__OBJECTIVE__:
Locate every line in the material below that contains the word "person", and copy each of those lines.

__THE INPUT__:
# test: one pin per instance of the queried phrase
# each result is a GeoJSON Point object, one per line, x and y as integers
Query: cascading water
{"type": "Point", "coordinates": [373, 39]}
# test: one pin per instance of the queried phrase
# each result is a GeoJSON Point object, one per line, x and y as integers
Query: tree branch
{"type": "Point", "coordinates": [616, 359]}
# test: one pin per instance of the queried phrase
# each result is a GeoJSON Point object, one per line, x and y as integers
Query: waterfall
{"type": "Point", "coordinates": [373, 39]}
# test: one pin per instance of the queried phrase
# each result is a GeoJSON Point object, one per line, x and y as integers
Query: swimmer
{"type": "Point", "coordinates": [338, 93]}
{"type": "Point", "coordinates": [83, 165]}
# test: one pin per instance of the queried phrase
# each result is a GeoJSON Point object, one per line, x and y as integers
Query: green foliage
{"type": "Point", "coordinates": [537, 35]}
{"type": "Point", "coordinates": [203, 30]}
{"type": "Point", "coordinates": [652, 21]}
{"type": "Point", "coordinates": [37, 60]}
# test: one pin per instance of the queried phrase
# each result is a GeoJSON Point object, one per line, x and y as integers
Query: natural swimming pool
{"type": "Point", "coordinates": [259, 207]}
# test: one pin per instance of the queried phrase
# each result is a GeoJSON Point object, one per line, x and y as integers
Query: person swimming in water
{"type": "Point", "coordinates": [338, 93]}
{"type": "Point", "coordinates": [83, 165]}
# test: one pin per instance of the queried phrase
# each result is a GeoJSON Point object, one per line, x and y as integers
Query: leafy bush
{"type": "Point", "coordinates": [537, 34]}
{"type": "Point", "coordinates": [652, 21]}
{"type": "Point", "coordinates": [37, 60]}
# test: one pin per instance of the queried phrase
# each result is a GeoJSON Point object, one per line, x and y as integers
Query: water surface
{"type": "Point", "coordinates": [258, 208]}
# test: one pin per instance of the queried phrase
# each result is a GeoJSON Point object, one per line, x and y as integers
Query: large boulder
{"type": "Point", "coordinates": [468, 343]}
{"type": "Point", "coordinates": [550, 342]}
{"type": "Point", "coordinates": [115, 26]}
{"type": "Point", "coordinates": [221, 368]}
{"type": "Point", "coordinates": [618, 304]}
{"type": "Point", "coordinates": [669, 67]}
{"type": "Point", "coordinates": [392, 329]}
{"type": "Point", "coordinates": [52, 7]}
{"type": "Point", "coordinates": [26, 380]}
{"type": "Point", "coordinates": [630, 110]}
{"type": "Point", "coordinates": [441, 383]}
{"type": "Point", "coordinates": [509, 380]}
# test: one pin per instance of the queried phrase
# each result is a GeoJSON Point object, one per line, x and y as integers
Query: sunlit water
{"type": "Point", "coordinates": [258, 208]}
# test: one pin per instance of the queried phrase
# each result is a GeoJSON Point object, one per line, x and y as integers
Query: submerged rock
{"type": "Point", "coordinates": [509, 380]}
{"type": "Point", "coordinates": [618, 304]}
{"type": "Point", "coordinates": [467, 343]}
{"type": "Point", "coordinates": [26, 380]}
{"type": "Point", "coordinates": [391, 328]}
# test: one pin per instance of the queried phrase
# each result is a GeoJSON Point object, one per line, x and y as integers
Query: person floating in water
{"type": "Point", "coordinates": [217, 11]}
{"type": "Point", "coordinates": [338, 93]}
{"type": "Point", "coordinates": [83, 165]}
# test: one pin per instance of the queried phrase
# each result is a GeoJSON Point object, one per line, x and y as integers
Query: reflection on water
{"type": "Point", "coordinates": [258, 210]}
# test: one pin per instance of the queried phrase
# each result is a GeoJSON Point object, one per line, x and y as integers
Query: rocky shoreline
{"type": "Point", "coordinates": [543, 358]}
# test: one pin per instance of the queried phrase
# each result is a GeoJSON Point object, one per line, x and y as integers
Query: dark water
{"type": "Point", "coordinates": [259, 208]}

__TASK ANSWER__:
Query: person swimming in water
Query: person floating in water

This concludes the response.